WHAT YOU ARE ASKED TO DO: Format the part of the material that begins with the line containing "target: blue sky" and runs through the end of the material as a numbered list, omitting blank lines. Include only those lines.

TASK DATA:
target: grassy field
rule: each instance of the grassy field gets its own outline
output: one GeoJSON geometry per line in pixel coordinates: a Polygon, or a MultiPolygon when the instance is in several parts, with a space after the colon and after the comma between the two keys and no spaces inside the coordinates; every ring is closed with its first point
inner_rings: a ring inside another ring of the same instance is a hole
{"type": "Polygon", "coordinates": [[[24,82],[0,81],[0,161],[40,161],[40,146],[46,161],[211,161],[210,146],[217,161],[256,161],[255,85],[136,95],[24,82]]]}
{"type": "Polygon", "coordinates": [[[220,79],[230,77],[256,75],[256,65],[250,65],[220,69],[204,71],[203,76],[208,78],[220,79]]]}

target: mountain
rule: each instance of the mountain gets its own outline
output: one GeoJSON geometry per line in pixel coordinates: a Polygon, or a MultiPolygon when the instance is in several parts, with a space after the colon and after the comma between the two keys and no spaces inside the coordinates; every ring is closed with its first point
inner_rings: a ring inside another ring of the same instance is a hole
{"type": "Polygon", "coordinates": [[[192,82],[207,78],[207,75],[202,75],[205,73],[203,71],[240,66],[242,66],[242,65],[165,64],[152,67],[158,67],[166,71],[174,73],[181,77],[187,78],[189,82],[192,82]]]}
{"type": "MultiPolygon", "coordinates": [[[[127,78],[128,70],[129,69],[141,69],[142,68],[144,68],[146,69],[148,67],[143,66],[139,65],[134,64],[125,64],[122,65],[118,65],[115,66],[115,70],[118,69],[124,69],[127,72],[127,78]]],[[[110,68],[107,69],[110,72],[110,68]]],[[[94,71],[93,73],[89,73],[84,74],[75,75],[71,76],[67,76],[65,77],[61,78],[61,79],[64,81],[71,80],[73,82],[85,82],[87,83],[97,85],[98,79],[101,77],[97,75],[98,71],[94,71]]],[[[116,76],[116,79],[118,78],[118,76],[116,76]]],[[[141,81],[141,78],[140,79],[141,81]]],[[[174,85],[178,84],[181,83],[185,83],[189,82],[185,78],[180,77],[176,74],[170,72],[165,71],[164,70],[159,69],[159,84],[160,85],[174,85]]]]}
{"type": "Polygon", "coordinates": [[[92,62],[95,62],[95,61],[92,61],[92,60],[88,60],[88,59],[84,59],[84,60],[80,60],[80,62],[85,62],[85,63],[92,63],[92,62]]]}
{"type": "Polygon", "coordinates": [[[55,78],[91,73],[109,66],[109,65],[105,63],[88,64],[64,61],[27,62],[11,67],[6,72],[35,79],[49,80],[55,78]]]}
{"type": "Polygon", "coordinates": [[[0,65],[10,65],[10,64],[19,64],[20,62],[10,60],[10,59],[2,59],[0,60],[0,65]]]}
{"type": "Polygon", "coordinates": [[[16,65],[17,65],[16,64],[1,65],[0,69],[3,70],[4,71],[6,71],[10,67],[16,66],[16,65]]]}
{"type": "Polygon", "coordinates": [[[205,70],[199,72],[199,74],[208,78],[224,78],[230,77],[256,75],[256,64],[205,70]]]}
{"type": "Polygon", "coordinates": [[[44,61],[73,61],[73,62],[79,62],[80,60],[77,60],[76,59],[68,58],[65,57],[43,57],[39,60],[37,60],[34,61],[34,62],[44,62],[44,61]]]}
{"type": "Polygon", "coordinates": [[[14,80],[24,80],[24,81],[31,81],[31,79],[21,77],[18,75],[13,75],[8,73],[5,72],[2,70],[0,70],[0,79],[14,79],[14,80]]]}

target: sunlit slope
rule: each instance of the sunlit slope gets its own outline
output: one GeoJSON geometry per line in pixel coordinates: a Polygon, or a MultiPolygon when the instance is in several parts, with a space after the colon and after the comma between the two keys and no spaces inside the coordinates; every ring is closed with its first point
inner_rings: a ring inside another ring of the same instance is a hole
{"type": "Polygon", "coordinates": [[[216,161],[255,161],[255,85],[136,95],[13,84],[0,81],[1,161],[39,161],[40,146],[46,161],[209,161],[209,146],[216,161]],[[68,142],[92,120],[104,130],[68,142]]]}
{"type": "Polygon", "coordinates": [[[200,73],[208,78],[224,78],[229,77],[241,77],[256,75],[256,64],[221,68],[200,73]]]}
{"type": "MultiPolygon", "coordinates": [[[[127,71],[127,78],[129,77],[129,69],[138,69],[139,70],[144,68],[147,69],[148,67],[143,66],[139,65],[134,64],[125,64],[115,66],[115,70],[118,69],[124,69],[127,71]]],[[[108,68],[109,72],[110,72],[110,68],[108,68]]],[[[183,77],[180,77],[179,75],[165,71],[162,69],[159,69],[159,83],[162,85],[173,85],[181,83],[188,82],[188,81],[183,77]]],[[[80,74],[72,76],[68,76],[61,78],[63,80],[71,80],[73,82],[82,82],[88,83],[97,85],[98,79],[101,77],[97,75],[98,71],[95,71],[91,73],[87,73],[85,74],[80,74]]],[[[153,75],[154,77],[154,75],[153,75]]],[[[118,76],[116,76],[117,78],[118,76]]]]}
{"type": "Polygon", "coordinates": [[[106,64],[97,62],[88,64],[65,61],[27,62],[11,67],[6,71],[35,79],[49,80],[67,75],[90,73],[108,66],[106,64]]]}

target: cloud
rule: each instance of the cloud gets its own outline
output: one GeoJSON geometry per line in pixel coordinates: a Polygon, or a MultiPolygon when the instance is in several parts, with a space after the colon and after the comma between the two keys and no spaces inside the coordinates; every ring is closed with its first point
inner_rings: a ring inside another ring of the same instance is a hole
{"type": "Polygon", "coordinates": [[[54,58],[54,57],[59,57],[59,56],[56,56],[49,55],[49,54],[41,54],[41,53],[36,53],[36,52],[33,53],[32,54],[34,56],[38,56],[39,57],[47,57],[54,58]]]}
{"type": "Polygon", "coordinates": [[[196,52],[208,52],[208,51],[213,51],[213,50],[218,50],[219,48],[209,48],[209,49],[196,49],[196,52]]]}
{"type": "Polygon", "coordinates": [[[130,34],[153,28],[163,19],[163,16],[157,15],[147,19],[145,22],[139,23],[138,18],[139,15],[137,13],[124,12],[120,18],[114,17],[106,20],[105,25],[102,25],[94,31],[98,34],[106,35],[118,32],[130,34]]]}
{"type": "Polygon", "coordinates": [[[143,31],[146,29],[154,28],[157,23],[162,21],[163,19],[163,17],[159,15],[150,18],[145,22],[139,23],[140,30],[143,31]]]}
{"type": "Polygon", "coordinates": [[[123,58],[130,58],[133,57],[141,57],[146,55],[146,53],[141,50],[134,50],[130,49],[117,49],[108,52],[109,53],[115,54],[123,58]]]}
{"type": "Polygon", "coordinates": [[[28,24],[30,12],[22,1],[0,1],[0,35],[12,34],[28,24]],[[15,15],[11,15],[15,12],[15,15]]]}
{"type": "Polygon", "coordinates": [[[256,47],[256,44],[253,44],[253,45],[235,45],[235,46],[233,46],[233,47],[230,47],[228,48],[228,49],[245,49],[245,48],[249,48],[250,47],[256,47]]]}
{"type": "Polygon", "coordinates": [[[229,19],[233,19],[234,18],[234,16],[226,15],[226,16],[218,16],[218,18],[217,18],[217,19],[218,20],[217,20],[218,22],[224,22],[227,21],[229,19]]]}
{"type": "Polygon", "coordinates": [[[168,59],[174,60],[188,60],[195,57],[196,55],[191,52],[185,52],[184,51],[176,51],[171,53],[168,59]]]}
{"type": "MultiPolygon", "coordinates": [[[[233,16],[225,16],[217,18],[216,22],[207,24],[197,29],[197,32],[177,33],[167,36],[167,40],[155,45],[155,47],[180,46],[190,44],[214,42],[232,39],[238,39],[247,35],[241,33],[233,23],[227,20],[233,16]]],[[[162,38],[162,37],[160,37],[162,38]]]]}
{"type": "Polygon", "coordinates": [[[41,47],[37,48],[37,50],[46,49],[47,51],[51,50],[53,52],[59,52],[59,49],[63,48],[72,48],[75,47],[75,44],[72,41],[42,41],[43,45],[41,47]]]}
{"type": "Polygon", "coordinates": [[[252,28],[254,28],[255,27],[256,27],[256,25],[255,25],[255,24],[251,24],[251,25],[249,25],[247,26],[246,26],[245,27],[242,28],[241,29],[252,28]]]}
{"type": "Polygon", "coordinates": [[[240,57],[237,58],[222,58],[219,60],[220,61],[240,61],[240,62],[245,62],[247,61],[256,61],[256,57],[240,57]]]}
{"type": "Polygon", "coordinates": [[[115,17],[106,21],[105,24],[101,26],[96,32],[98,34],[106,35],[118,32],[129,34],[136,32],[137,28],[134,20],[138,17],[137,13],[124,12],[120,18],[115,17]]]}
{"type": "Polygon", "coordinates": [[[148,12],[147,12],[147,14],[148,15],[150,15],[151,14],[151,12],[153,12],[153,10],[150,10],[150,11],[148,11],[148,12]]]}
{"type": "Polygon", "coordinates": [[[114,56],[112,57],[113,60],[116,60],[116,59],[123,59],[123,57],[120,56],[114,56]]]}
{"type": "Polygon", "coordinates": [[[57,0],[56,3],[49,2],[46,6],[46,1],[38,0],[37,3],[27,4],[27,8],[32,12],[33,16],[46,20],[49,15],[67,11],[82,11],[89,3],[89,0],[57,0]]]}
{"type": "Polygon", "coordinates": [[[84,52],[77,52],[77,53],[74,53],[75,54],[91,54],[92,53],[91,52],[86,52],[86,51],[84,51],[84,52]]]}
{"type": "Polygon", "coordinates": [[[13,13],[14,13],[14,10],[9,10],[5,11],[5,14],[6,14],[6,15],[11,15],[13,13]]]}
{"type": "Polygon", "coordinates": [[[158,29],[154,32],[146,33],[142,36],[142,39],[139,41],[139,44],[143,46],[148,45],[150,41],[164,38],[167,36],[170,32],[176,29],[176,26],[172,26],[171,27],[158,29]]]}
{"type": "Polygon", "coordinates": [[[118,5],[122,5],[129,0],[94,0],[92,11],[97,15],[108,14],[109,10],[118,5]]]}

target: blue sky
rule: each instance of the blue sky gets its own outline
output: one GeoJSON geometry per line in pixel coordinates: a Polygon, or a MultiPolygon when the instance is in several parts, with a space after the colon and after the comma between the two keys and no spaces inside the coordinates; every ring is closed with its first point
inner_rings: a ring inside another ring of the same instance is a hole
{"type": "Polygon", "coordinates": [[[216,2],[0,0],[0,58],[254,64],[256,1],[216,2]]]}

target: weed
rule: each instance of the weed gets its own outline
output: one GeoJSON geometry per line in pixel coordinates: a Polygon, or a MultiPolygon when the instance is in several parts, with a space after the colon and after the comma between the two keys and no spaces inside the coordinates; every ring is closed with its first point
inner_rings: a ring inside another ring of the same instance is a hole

RESPONSE BELOW:
1. target: blue sky
2. rule: each instance of the blue sky gets its own outline
3. output: one GeoJSON geometry per line in pixel coordinates: a Polygon, or a MultiPolygon when the instance is in several parts, with a space after the colon and after the comma between the two keys and no spaces inside the coordinates; every ring is closed with its first point
4. inner_rings: a ring inside another ring of the same instance is a hole
5. {"type": "Polygon", "coordinates": [[[216,2],[0,0],[0,58],[254,64],[256,1],[216,2]]]}
6. target: weed
7. rule: each instance of the weed gets its own outline
8. output: one GeoJSON geometry per line in pixel coordinates: a Polygon, or a MultiPolygon when the instance is in several parts, with a space after the colon and after the comma between the two keys and no spaces inside the coordinates; every ring is closed with its first point
9. inner_rings: a ring inside another ring of the same instance is a hole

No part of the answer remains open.